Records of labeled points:
-*-
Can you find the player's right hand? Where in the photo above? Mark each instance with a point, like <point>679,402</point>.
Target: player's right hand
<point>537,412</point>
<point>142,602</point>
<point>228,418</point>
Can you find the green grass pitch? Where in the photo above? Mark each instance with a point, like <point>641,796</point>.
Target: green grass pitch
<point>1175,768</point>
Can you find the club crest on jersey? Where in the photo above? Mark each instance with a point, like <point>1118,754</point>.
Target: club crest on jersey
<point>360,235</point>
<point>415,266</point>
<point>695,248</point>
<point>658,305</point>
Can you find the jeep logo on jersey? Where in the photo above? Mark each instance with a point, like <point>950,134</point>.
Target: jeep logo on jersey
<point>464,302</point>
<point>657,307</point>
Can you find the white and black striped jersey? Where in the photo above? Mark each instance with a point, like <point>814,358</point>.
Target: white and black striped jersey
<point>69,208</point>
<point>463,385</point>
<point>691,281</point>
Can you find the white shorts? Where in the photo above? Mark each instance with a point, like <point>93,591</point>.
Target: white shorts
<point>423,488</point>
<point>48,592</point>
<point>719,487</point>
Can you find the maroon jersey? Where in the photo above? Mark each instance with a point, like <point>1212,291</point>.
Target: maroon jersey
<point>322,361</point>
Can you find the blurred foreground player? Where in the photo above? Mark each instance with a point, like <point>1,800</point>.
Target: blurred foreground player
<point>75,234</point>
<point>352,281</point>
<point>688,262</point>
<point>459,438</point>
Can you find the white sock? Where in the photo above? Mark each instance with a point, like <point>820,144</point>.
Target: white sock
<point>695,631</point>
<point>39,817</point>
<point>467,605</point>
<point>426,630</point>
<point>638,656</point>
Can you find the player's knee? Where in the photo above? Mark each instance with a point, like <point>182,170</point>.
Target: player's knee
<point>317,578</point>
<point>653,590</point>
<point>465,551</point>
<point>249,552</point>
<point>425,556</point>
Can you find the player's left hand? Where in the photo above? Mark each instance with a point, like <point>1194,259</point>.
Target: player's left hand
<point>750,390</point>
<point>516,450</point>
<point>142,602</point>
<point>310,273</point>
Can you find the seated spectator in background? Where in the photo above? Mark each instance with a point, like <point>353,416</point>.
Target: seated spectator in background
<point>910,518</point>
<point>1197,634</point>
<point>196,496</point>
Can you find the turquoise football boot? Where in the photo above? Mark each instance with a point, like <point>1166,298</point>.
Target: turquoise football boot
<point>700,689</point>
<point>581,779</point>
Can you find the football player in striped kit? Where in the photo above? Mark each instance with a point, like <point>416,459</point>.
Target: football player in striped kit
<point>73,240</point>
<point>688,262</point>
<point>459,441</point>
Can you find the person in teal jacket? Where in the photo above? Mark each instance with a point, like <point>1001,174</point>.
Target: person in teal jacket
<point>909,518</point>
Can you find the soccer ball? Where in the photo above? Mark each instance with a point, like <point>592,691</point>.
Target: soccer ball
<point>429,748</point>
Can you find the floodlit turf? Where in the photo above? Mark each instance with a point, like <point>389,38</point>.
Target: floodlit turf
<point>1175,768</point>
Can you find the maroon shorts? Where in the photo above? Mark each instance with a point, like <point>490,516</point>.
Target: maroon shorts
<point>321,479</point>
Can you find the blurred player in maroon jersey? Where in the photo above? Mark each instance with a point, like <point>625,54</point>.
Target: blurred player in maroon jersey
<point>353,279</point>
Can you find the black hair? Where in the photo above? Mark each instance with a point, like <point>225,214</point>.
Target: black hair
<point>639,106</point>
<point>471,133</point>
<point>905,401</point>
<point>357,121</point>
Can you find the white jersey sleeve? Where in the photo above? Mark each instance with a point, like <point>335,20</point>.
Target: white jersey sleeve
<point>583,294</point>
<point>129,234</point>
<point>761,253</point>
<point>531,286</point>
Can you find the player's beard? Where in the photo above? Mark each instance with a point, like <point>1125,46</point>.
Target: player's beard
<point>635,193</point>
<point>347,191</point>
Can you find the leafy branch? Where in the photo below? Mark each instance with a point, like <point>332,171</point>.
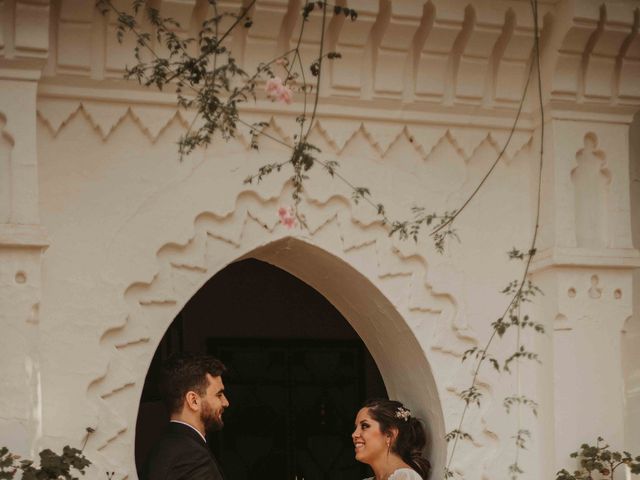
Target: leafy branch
<point>52,465</point>
<point>599,459</point>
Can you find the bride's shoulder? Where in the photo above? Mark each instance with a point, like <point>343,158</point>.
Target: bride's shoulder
<point>405,474</point>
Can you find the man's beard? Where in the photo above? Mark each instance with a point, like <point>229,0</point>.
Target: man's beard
<point>210,420</point>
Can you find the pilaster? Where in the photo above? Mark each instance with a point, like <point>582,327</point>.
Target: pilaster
<point>585,265</point>
<point>23,52</point>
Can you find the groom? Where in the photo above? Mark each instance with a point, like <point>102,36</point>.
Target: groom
<point>192,388</point>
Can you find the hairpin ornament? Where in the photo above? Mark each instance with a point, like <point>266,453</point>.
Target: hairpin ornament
<point>403,413</point>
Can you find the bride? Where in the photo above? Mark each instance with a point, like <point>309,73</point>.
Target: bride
<point>390,440</point>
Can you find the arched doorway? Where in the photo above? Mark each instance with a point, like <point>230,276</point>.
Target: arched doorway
<point>359,282</point>
<point>298,372</point>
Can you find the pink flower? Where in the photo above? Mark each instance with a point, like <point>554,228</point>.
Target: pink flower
<point>276,90</point>
<point>287,217</point>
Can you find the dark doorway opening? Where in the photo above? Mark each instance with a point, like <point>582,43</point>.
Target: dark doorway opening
<point>298,372</point>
-*-
• _What needs to be done_
Could you put all of these records into a two-column CSV with the headers "text" and "answer", one row per record, each value in its own quoted field with line breaks replaced by spaces? Leave the pictures out.

• _The answer_
text,answer
"Can you find the player's right hand? Where in the photo above? Mark each instance with a point, like <point>679,402</point>. Target: player's right hand","<point>537,412</point> <point>142,602</point> <point>228,418</point>"
"Can you find the green grass pitch? Where in the photo above? Mark each instance with a point, like <point>641,796</point>. Target: green grass pitch","<point>1175,768</point>"
"Can you find the club crest on jersey? Where in the photo above? Mark each instance with a point, like <point>1118,754</point>. Target: club crest on jersey","<point>360,235</point> <point>415,266</point> <point>695,248</point> <point>658,305</point>"
"Can you find the jeep logo on jersey? Where in the photo above? Mark each instance with a point, like <point>950,134</point>. Target: jeep logo on jersey","<point>464,302</point> <point>657,307</point>"
"Can you find the white and black striped jersey? Where in the photo above? Mark each instance with a point, like <point>814,358</point>. Target: white and black striped jersey","<point>69,208</point> <point>463,385</point> <point>691,281</point>"
"Can you find the white shorts? Where in the photo above? Mark each instance with a point, like <point>93,591</point>. Target: white shorts","<point>423,488</point> <point>48,592</point> <point>719,487</point>"
"Can you find the maroon jersey? Where in the photo above? Mark each instance with a point, like <point>1212,291</point>. Target: maroon jersey","<point>322,361</point>"
"Can you find the blurred foreground player? Where in the photo above? Mark each instance with a point, like <point>1,800</point>. Target: blurred foreground player","<point>75,234</point> <point>352,281</point> <point>688,262</point> <point>459,438</point>"
"Can you find the white sock? Where in the photo above? Mark each instance with a point, like <point>820,144</point>. Target: white sock","<point>695,631</point> <point>39,817</point> <point>467,605</point> <point>426,630</point> <point>638,656</point>"
"Can you find the player's knee? Where in the photo above? Mark each instance with a point, like <point>182,170</point>. Target: player's knee","<point>317,578</point> <point>653,590</point> <point>465,551</point> <point>249,552</point> <point>425,556</point>"
"Can you find the player's left hand? Where in the photo above? Mark each instance with a point, like <point>1194,259</point>. Target: player's left hand","<point>750,390</point> <point>516,450</point> <point>142,602</point> <point>310,273</point>"
"Can you find the seated spectator in background? Where in the photo above? Mark each instance with a point, like <point>353,416</point>. Target: seated spectator in background","<point>910,518</point> <point>1197,634</point> <point>196,496</point>"
"Can you find the turquoise football boot? Where in the photo above? Mark each instance with a point, like <point>1166,298</point>. Target: turquoise football boot","<point>700,689</point> <point>581,779</point>"
"Can you find the football player in striped kit? Where in the photo above? Mark each instance with a point, like <point>416,459</point>. Target: football player in striped kit","<point>73,240</point> <point>688,262</point> <point>459,441</point>"
"Can you find the person in teal jacket? Where in the photo above? Mark each instance with a point, like <point>1001,174</point>. Target: person in teal jacket","<point>909,518</point>"
"Can you find the soccer ball? Where in the photo above? Mark each instance with a point, like <point>592,691</point>. Target: soccer ball","<point>429,748</point>"
"Can you find the floodlit turf? Where in the photo above? Mark each instance with a point, like <point>389,38</point>. Target: floodlit turf","<point>1175,768</point>"
"Can you find the maroon shorts? Where in the photo above? Mark each instance with a point, like <point>490,516</point>. Target: maroon shorts","<point>321,479</point>"
"Can you find the blurred player in maroon jersey? Where in the photo above? Mark each instance with a point, like <point>625,54</point>. Target: blurred player in maroon jersey","<point>353,279</point>"
"Can you find the black hair? Where in the photo above? Mark each instance with a point, like <point>225,214</point>. Target: black hair","<point>639,106</point> <point>471,133</point> <point>905,401</point> <point>357,121</point>"
"Can you find the white jersey sleeve? Where in the photo above? Mark each instance with a point, like <point>335,20</point>. Target: white jersey sleeve","<point>583,294</point> <point>129,234</point> <point>761,253</point> <point>531,286</point>"
"Can you find the player's beard? Where in the photo above? Mark each instance with a point, like <point>1125,46</point>. Target: player's beard","<point>635,193</point> <point>347,191</point>"
"Can you find the leafy branch? Where in the photo below? Mark each instance with a point, like <point>332,171</point>. Target: leafy branch","<point>52,465</point> <point>599,459</point>"
"Can you find the bride's shoulder? Where in the photo above? Mark each instance with a point, like <point>343,158</point>. Target: bride's shoulder","<point>405,474</point>"
"Can you find the man's beard? Where in the photo above? Mark each instance with a point, like <point>229,0</point>. Target: man's beard","<point>210,420</point>"
"Can you find the pilaster? Where in the photo above? Mark each instance with a point, like <point>582,327</point>. Target: pilaster","<point>585,265</point> <point>23,52</point>"
"Can you find the groom? Where in the photo above? Mark each instance with a point, like <point>102,36</point>. Target: groom","<point>192,388</point>"
"Can you find the hairpin ornament? Where in the photo above? Mark each instance with a point, like <point>266,453</point>. Target: hairpin ornament","<point>403,413</point>"
"Can you find the bride? Where in the photo above? Mark each instance with a point, like <point>309,73</point>. Target: bride","<point>390,440</point>"
"Can you find the arched doorway? Where in the photo above? Mark each instance with a point, like <point>230,276</point>. Target: arched doorway","<point>359,282</point> <point>298,372</point>"
"Can you find the pink flower? Where in the photo above? Mark each instance with a point, like <point>554,228</point>. Target: pink flower","<point>276,90</point> <point>287,217</point>"
"Can you find the dark doorway opening? Where in the photo above? Mark each instance with a point, like <point>582,43</point>. Target: dark doorway opening","<point>298,372</point>"